Exercícios >>
**1)** Responda com base no texto «La guerre est finie»:
(a) Em que localidade fica a pequena casa de pasto onde o autor come peixe?
(b) Em que cidade estudava o Pimentel nos anos sessenta?
(c) De onde vinha o vinho que o grupo trazia?
**2)** Transcreva do texto «La guerre est finie» o trecho que começa em "16 julho 2008" e segue até "aqui venho contando.".

── Excerto do documento

16 julho 2008

Au Bonheur des Dames 132


La guerre est finie

Esta é uma história que alguns leitores julgarão inventada. Não é. É uma história verdadeira, uma história de dignidade e de honra. Uma história de heróis desconhecidos, felizmente vivos, uma história que me (nos) enche de orgulho. E é uma história simples, como as que desde há anos por aqui venho contando.

Há uma pequena casa de pasto em Matosinhos onde de há anos a esta parte como peixe. Um peixe fresquíssimo, a bom preço na companhia de amigos. De longe em longe, encontrava lá um velho amigo, o Pimentel, figueirense como eu, estudante em Coimbra nos idos de sessenta. Olá, como estás, duas rápidas a abater, e até à vista.
Até que, há um par de semanas comecei a vê-lo integrado num grupo, numeroso e bem disposto que, vim a saber, era constituído por ex-militares na Guiné.
Sou pouco dado a grupos festivos, sobretudo a grupos festivos militares. Há demasiada dor, demasiada injustiça, demasiado sangue, atrás disso. Todavia, estava lá o Pimentel e isso contava. E conta.
Hoje, o João Pimenta resolveu ir comigo ás sardinhas. Chegámos ao restaurante e lá estava o mesmo grupo, barulhento e bem disposto. Por fas ou por nefas, o Pimentel soube que o João também estivera na Guiné. Em dois minutos, o João estava adoptado pelo grupo que o obrigou a beber do vinho que traziam, um vinho de Santa Marta de Penaguião, uma “pomada” no dizer de alguém.

────
── Dados brutos

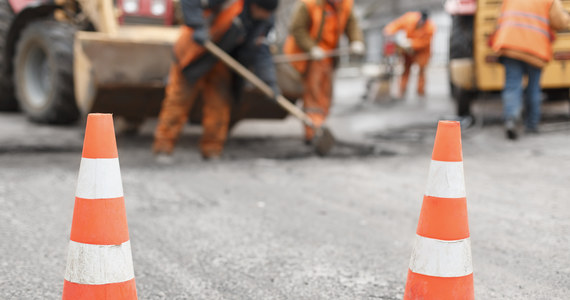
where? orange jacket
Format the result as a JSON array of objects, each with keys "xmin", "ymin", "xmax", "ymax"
[
  {"xmin": 174, "ymin": 0, "xmax": 244, "ymax": 68},
  {"xmin": 384, "ymin": 12, "xmax": 436, "ymax": 65},
  {"xmin": 283, "ymin": 0, "xmax": 353, "ymax": 74},
  {"xmin": 492, "ymin": 0, "xmax": 554, "ymax": 67}
]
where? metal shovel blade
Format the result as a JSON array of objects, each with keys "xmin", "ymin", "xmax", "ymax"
[{"xmin": 313, "ymin": 127, "xmax": 335, "ymax": 156}]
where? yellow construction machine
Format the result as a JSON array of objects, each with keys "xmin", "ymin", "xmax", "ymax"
[
  {"xmin": 445, "ymin": 0, "xmax": 570, "ymax": 116},
  {"xmin": 0, "ymin": 0, "xmax": 301, "ymax": 124}
]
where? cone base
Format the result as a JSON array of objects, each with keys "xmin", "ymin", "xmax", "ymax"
[
  {"xmin": 62, "ymin": 278, "xmax": 137, "ymax": 300},
  {"xmin": 404, "ymin": 270, "xmax": 475, "ymax": 300}
]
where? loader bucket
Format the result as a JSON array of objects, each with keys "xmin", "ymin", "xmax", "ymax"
[
  {"xmin": 74, "ymin": 26, "xmax": 178, "ymax": 119},
  {"xmin": 74, "ymin": 26, "xmax": 302, "ymax": 124}
]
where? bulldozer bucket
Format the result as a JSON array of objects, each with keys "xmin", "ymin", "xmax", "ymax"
[
  {"xmin": 74, "ymin": 26, "xmax": 302, "ymax": 124},
  {"xmin": 74, "ymin": 26, "xmax": 178, "ymax": 119}
]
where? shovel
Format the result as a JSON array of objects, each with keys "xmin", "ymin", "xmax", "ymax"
[
  {"xmin": 273, "ymin": 48, "xmax": 350, "ymax": 64},
  {"xmin": 204, "ymin": 41, "xmax": 335, "ymax": 156}
]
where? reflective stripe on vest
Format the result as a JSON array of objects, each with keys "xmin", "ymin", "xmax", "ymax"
[
  {"xmin": 492, "ymin": 0, "xmax": 554, "ymax": 62},
  {"xmin": 283, "ymin": 0, "xmax": 354, "ymax": 74}
]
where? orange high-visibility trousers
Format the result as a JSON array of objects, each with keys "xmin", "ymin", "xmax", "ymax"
[
  {"xmin": 400, "ymin": 54, "xmax": 427, "ymax": 96},
  {"xmin": 303, "ymin": 59, "xmax": 333, "ymax": 141},
  {"xmin": 153, "ymin": 63, "xmax": 231, "ymax": 157}
]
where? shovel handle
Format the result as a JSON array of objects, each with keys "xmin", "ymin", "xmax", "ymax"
[
  {"xmin": 204, "ymin": 41, "xmax": 316, "ymax": 128},
  {"xmin": 273, "ymin": 48, "xmax": 350, "ymax": 64}
]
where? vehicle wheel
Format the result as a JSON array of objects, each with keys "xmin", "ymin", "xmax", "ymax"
[
  {"xmin": 0, "ymin": 0, "xmax": 18, "ymax": 111},
  {"xmin": 449, "ymin": 16, "xmax": 473, "ymax": 60},
  {"xmin": 14, "ymin": 20, "xmax": 79, "ymax": 124}
]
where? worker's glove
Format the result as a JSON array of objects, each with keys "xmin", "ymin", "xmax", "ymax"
[
  {"xmin": 402, "ymin": 38, "xmax": 414, "ymax": 54},
  {"xmin": 311, "ymin": 46, "xmax": 326, "ymax": 60},
  {"xmin": 350, "ymin": 41, "xmax": 366, "ymax": 55},
  {"xmin": 192, "ymin": 26, "xmax": 210, "ymax": 46}
]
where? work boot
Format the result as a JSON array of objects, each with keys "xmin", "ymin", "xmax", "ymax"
[
  {"xmin": 202, "ymin": 151, "xmax": 222, "ymax": 162},
  {"xmin": 154, "ymin": 152, "xmax": 174, "ymax": 165},
  {"xmin": 505, "ymin": 119, "xmax": 519, "ymax": 141}
]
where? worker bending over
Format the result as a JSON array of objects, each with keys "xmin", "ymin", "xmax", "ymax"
[
  {"xmin": 153, "ymin": 0, "xmax": 278, "ymax": 159},
  {"xmin": 283, "ymin": 0, "xmax": 365, "ymax": 143},
  {"xmin": 384, "ymin": 11, "xmax": 435, "ymax": 98}
]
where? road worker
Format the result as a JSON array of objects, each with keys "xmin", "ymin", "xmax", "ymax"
[
  {"xmin": 491, "ymin": 0, "xmax": 570, "ymax": 140},
  {"xmin": 153, "ymin": 0, "xmax": 278, "ymax": 161},
  {"xmin": 384, "ymin": 10, "xmax": 436, "ymax": 98},
  {"xmin": 283, "ymin": 0, "xmax": 365, "ymax": 143}
]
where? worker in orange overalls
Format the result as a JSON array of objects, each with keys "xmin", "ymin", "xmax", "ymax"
[
  {"xmin": 491, "ymin": 0, "xmax": 570, "ymax": 140},
  {"xmin": 283, "ymin": 0, "xmax": 365, "ymax": 143},
  {"xmin": 153, "ymin": 0, "xmax": 278, "ymax": 161},
  {"xmin": 384, "ymin": 11, "xmax": 435, "ymax": 97}
]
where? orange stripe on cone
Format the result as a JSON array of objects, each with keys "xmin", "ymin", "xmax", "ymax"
[
  {"xmin": 432, "ymin": 121, "xmax": 463, "ymax": 161},
  {"xmin": 404, "ymin": 121, "xmax": 474, "ymax": 300},
  {"xmin": 416, "ymin": 196, "xmax": 469, "ymax": 240},
  {"xmin": 71, "ymin": 197, "xmax": 129, "ymax": 245},
  {"xmin": 62, "ymin": 114, "xmax": 137, "ymax": 300},
  {"xmin": 404, "ymin": 270, "xmax": 475, "ymax": 300},
  {"xmin": 83, "ymin": 114, "xmax": 119, "ymax": 158},
  {"xmin": 63, "ymin": 279, "xmax": 137, "ymax": 300}
]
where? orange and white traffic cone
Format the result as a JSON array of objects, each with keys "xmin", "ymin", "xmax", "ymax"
[
  {"xmin": 404, "ymin": 121, "xmax": 474, "ymax": 300},
  {"xmin": 63, "ymin": 114, "xmax": 137, "ymax": 300}
]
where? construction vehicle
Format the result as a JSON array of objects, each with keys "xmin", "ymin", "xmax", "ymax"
[
  {"xmin": 0, "ymin": 0, "xmax": 302, "ymax": 124},
  {"xmin": 445, "ymin": 0, "xmax": 570, "ymax": 116}
]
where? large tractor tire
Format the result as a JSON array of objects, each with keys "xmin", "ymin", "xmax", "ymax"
[
  {"xmin": 449, "ymin": 16, "xmax": 475, "ymax": 116},
  {"xmin": 14, "ymin": 20, "xmax": 79, "ymax": 124},
  {"xmin": 0, "ymin": 0, "xmax": 18, "ymax": 111}
]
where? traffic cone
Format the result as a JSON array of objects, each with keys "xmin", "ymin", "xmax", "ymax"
[
  {"xmin": 63, "ymin": 114, "xmax": 137, "ymax": 300},
  {"xmin": 404, "ymin": 121, "xmax": 474, "ymax": 300}
]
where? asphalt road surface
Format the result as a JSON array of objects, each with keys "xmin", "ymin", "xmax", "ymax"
[{"xmin": 0, "ymin": 69, "xmax": 570, "ymax": 299}]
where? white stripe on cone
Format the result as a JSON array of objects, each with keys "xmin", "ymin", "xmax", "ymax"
[
  {"xmin": 425, "ymin": 160, "xmax": 466, "ymax": 198},
  {"xmin": 65, "ymin": 241, "xmax": 135, "ymax": 285},
  {"xmin": 410, "ymin": 235, "xmax": 473, "ymax": 277},
  {"xmin": 75, "ymin": 157, "xmax": 123, "ymax": 199}
]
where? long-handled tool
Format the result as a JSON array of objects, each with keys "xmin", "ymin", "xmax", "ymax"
[
  {"xmin": 273, "ymin": 48, "xmax": 350, "ymax": 64},
  {"xmin": 204, "ymin": 41, "xmax": 335, "ymax": 156}
]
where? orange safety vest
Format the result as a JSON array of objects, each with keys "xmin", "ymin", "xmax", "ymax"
[
  {"xmin": 174, "ymin": 0, "xmax": 244, "ymax": 68},
  {"xmin": 283, "ymin": 0, "xmax": 354, "ymax": 74},
  {"xmin": 492, "ymin": 0, "xmax": 554, "ymax": 61}
]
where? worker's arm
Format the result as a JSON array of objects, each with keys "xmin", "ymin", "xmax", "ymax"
[
  {"xmin": 549, "ymin": 0, "xmax": 570, "ymax": 30},
  {"xmin": 181, "ymin": 0, "xmax": 224, "ymax": 28},
  {"xmin": 411, "ymin": 22, "xmax": 435, "ymax": 51},
  {"xmin": 384, "ymin": 14, "xmax": 408, "ymax": 35},
  {"xmin": 345, "ymin": 11, "xmax": 364, "ymax": 42},
  {"xmin": 289, "ymin": 1, "xmax": 317, "ymax": 52}
]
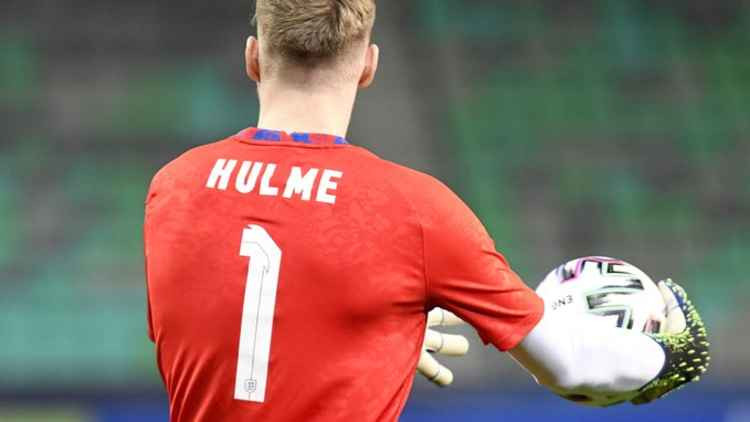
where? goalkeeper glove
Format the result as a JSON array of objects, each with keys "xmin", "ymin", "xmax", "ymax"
[
  {"xmin": 417, "ymin": 308, "xmax": 469, "ymax": 387},
  {"xmin": 631, "ymin": 280, "xmax": 711, "ymax": 404}
]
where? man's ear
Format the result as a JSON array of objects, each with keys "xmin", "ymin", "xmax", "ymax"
[
  {"xmin": 245, "ymin": 36, "xmax": 260, "ymax": 83},
  {"xmin": 359, "ymin": 44, "xmax": 380, "ymax": 89}
]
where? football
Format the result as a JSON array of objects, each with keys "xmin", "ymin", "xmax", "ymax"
[{"xmin": 537, "ymin": 256, "xmax": 666, "ymax": 334}]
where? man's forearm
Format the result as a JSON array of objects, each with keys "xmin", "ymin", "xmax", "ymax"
[{"xmin": 510, "ymin": 313, "xmax": 665, "ymax": 395}]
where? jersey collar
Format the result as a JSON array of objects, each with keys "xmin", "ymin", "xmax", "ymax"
[{"xmin": 237, "ymin": 127, "xmax": 349, "ymax": 145}]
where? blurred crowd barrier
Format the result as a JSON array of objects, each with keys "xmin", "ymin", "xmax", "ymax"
[{"xmin": 0, "ymin": 0, "xmax": 750, "ymax": 416}]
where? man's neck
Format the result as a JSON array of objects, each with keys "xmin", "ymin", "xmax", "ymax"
[{"xmin": 258, "ymin": 83, "xmax": 357, "ymax": 137}]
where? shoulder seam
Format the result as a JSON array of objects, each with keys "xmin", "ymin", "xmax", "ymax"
[{"xmin": 381, "ymin": 166, "xmax": 430, "ymax": 311}]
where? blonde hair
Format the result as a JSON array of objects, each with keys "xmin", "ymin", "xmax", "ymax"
[{"xmin": 254, "ymin": 0, "xmax": 376, "ymax": 60}]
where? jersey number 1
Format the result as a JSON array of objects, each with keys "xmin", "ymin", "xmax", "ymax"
[{"xmin": 234, "ymin": 225, "xmax": 281, "ymax": 403}]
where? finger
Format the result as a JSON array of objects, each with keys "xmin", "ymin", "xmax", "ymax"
[
  {"xmin": 424, "ymin": 330, "xmax": 469, "ymax": 356},
  {"xmin": 417, "ymin": 351, "xmax": 453, "ymax": 387},
  {"xmin": 427, "ymin": 308, "xmax": 465, "ymax": 327}
]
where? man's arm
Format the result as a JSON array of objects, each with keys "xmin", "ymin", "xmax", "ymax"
[{"xmin": 415, "ymin": 176, "xmax": 708, "ymax": 403}]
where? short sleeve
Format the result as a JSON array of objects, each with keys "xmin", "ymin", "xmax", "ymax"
[{"xmin": 420, "ymin": 181, "xmax": 544, "ymax": 351}]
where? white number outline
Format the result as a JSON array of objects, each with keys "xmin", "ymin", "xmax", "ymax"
[{"xmin": 234, "ymin": 225, "xmax": 281, "ymax": 403}]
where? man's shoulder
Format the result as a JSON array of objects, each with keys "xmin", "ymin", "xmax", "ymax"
[{"xmin": 151, "ymin": 136, "xmax": 233, "ymax": 187}]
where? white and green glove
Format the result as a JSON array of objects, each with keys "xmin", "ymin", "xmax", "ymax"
[
  {"xmin": 631, "ymin": 280, "xmax": 711, "ymax": 404},
  {"xmin": 417, "ymin": 308, "xmax": 469, "ymax": 387}
]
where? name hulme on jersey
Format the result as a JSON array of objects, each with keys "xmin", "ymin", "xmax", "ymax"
[{"xmin": 206, "ymin": 158, "xmax": 344, "ymax": 205}]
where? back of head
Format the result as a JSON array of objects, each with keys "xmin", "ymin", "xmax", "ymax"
[{"xmin": 256, "ymin": 0, "xmax": 376, "ymax": 62}]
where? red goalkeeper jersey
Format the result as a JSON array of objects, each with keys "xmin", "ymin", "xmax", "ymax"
[{"xmin": 144, "ymin": 129, "xmax": 543, "ymax": 422}]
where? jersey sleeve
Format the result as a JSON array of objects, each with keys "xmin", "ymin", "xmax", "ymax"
[{"xmin": 420, "ymin": 176, "xmax": 544, "ymax": 351}]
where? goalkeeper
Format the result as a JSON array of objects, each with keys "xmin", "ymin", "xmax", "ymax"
[{"xmin": 144, "ymin": 0, "xmax": 708, "ymax": 422}]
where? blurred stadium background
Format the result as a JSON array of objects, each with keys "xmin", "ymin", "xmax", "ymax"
[{"xmin": 0, "ymin": 0, "xmax": 750, "ymax": 422}]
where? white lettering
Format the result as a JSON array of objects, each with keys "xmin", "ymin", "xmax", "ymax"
[
  {"xmin": 316, "ymin": 170, "xmax": 344, "ymax": 204},
  {"xmin": 206, "ymin": 158, "xmax": 237, "ymax": 190},
  {"xmin": 284, "ymin": 167, "xmax": 320, "ymax": 201},
  {"xmin": 241, "ymin": 161, "xmax": 263, "ymax": 193},
  {"xmin": 260, "ymin": 164, "xmax": 279, "ymax": 196}
]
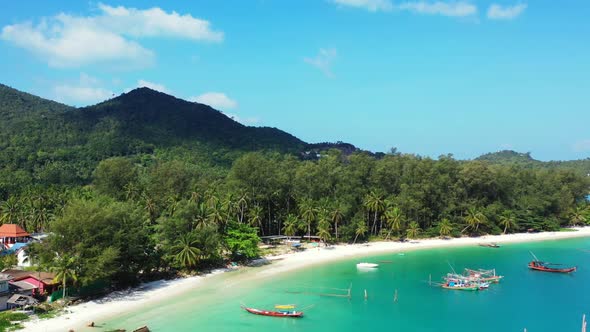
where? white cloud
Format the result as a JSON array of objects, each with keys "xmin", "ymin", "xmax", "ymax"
[
  {"xmin": 332, "ymin": 0, "xmax": 477, "ymax": 17},
  {"xmin": 0, "ymin": 4, "xmax": 223, "ymax": 67},
  {"xmin": 96, "ymin": 4, "xmax": 223, "ymax": 42},
  {"xmin": 396, "ymin": 1, "xmax": 477, "ymax": 17},
  {"xmin": 573, "ymin": 139, "xmax": 590, "ymax": 152},
  {"xmin": 53, "ymin": 73, "xmax": 113, "ymax": 105},
  {"xmin": 136, "ymin": 80, "xmax": 172, "ymax": 95},
  {"xmin": 0, "ymin": 15, "xmax": 154, "ymax": 67},
  {"xmin": 189, "ymin": 92, "xmax": 238, "ymax": 110},
  {"xmin": 226, "ymin": 113, "xmax": 260, "ymax": 126},
  {"xmin": 488, "ymin": 3, "xmax": 527, "ymax": 20},
  {"xmin": 303, "ymin": 48, "xmax": 337, "ymax": 77},
  {"xmin": 332, "ymin": 0, "xmax": 393, "ymax": 12}
]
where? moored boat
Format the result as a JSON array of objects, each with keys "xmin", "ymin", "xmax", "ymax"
[
  {"xmin": 529, "ymin": 261, "xmax": 577, "ymax": 273},
  {"xmin": 441, "ymin": 281, "xmax": 480, "ymax": 291},
  {"xmin": 242, "ymin": 306, "xmax": 303, "ymax": 318},
  {"xmin": 529, "ymin": 252, "xmax": 577, "ymax": 273},
  {"xmin": 465, "ymin": 269, "xmax": 504, "ymax": 284},
  {"xmin": 275, "ymin": 304, "xmax": 295, "ymax": 310},
  {"xmin": 479, "ymin": 242, "xmax": 500, "ymax": 248}
]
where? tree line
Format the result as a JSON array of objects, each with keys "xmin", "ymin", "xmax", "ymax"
[{"xmin": 0, "ymin": 150, "xmax": 590, "ymax": 294}]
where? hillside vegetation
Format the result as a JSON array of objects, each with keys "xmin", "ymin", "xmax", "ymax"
[{"xmin": 0, "ymin": 82, "xmax": 590, "ymax": 286}]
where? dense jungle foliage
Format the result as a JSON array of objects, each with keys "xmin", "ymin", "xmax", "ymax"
[{"xmin": 0, "ymin": 86, "xmax": 590, "ymax": 286}]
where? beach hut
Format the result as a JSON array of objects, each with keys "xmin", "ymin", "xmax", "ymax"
[
  {"xmin": 6, "ymin": 294, "xmax": 39, "ymax": 309},
  {"xmin": 2, "ymin": 269, "xmax": 59, "ymax": 294}
]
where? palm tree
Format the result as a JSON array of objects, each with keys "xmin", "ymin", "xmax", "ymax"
[
  {"xmin": 144, "ymin": 196, "xmax": 158, "ymax": 224},
  {"xmin": 248, "ymin": 205, "xmax": 264, "ymax": 234},
  {"xmin": 352, "ymin": 221, "xmax": 369, "ymax": 244},
  {"xmin": 166, "ymin": 195, "xmax": 180, "ymax": 217},
  {"xmin": 283, "ymin": 214, "xmax": 299, "ymax": 236},
  {"xmin": 299, "ymin": 199, "xmax": 317, "ymax": 239},
  {"xmin": 188, "ymin": 191, "xmax": 201, "ymax": 204},
  {"xmin": 207, "ymin": 201, "xmax": 225, "ymax": 230},
  {"xmin": 438, "ymin": 218, "xmax": 453, "ymax": 237},
  {"xmin": 195, "ymin": 202, "xmax": 211, "ymax": 228},
  {"xmin": 406, "ymin": 221, "xmax": 421, "ymax": 239},
  {"xmin": 500, "ymin": 210, "xmax": 516, "ymax": 234},
  {"xmin": 364, "ymin": 191, "xmax": 385, "ymax": 234},
  {"xmin": 171, "ymin": 233, "xmax": 201, "ymax": 268},
  {"xmin": 0, "ymin": 196, "xmax": 20, "ymax": 224},
  {"xmin": 237, "ymin": 194, "xmax": 248, "ymax": 223},
  {"xmin": 50, "ymin": 255, "xmax": 78, "ymax": 299},
  {"xmin": 385, "ymin": 206, "xmax": 404, "ymax": 240},
  {"xmin": 569, "ymin": 206, "xmax": 586, "ymax": 226},
  {"xmin": 123, "ymin": 182, "xmax": 139, "ymax": 201},
  {"xmin": 316, "ymin": 210, "xmax": 332, "ymax": 245},
  {"xmin": 331, "ymin": 202, "xmax": 344, "ymax": 242},
  {"xmin": 461, "ymin": 207, "xmax": 487, "ymax": 233}
]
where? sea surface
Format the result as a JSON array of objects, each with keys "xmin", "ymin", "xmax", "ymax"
[{"xmin": 104, "ymin": 238, "xmax": 590, "ymax": 332}]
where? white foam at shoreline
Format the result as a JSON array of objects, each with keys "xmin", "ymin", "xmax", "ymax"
[{"xmin": 24, "ymin": 227, "xmax": 590, "ymax": 332}]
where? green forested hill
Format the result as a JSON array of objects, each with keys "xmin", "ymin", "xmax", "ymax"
[
  {"xmin": 0, "ymin": 85, "xmax": 306, "ymax": 193},
  {"xmin": 476, "ymin": 150, "xmax": 590, "ymax": 176},
  {"xmin": 0, "ymin": 86, "xmax": 590, "ymax": 286}
]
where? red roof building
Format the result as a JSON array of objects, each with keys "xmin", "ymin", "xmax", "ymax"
[{"xmin": 0, "ymin": 224, "xmax": 31, "ymax": 247}]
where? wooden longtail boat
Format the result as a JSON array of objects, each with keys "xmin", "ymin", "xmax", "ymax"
[
  {"xmin": 275, "ymin": 304, "xmax": 295, "ymax": 310},
  {"xmin": 479, "ymin": 243, "xmax": 500, "ymax": 248},
  {"xmin": 465, "ymin": 269, "xmax": 504, "ymax": 284},
  {"xmin": 529, "ymin": 252, "xmax": 577, "ymax": 273},
  {"xmin": 529, "ymin": 261, "xmax": 576, "ymax": 273},
  {"xmin": 242, "ymin": 306, "xmax": 303, "ymax": 318},
  {"xmin": 441, "ymin": 281, "xmax": 480, "ymax": 291}
]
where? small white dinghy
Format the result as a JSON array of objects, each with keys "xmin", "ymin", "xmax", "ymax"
[{"xmin": 356, "ymin": 262, "xmax": 379, "ymax": 269}]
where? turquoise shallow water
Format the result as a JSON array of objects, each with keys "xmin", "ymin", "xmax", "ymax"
[{"xmin": 106, "ymin": 238, "xmax": 590, "ymax": 332}]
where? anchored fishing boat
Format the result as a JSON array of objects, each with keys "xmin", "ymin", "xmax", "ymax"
[
  {"xmin": 529, "ymin": 252, "xmax": 577, "ymax": 273},
  {"xmin": 356, "ymin": 262, "xmax": 379, "ymax": 269},
  {"xmin": 479, "ymin": 242, "xmax": 500, "ymax": 248},
  {"xmin": 242, "ymin": 306, "xmax": 303, "ymax": 318},
  {"xmin": 441, "ymin": 279, "xmax": 489, "ymax": 291},
  {"xmin": 465, "ymin": 269, "xmax": 504, "ymax": 284}
]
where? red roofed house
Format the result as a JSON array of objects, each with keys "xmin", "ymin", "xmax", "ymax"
[
  {"xmin": 2, "ymin": 269, "xmax": 59, "ymax": 294},
  {"xmin": 0, "ymin": 224, "xmax": 31, "ymax": 249}
]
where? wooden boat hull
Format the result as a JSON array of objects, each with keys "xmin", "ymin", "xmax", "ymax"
[
  {"xmin": 529, "ymin": 264, "xmax": 576, "ymax": 273},
  {"xmin": 441, "ymin": 285, "xmax": 479, "ymax": 291},
  {"xmin": 242, "ymin": 307, "xmax": 303, "ymax": 318}
]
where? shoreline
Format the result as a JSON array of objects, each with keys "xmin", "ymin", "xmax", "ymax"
[{"xmin": 23, "ymin": 227, "xmax": 590, "ymax": 331}]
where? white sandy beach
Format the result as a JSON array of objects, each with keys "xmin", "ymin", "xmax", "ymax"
[{"xmin": 24, "ymin": 227, "xmax": 590, "ymax": 332}]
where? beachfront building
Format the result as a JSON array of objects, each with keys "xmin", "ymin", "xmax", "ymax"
[
  {"xmin": 2, "ymin": 269, "xmax": 59, "ymax": 295},
  {"xmin": 0, "ymin": 273, "xmax": 12, "ymax": 294},
  {"xmin": 0, "ymin": 224, "xmax": 31, "ymax": 249}
]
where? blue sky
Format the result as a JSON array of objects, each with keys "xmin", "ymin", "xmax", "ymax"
[{"xmin": 0, "ymin": 0, "xmax": 590, "ymax": 160}]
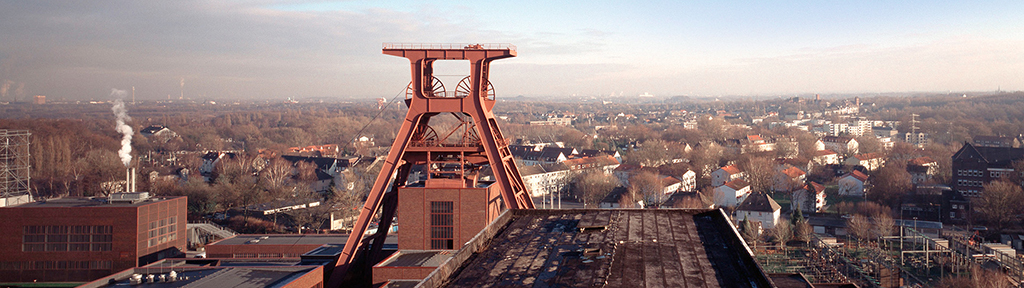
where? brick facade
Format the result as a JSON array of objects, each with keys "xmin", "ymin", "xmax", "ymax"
[{"xmin": 0, "ymin": 197, "xmax": 186, "ymax": 282}]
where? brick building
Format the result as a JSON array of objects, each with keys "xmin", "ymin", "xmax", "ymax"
[
  {"xmin": 0, "ymin": 193, "xmax": 187, "ymax": 282},
  {"xmin": 950, "ymin": 142, "xmax": 1024, "ymax": 197}
]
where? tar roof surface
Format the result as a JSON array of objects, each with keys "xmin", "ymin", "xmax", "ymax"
[{"xmin": 436, "ymin": 209, "xmax": 771, "ymax": 287}]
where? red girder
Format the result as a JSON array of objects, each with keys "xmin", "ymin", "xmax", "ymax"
[{"xmin": 328, "ymin": 44, "xmax": 534, "ymax": 287}]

────

Respostas >>
**1)**
(a) Em Matosinhos.
(b) Em Coimbra.
(c) De Santa Marta de Penaguião.

**2)**
16 julho 2008

Au Bonheur des Dames 132


La guerre est finie

Esta é uma história que alguns leitores julgarão inventada. Não é. É uma história verdadeira, uma história de dignidade e de honra. Uma história de heróis desconhecidos, felizmente vivos, uma história que me (nos) enche de orgulho. E é uma história simples, como as que desde há anos por aqui venho contando.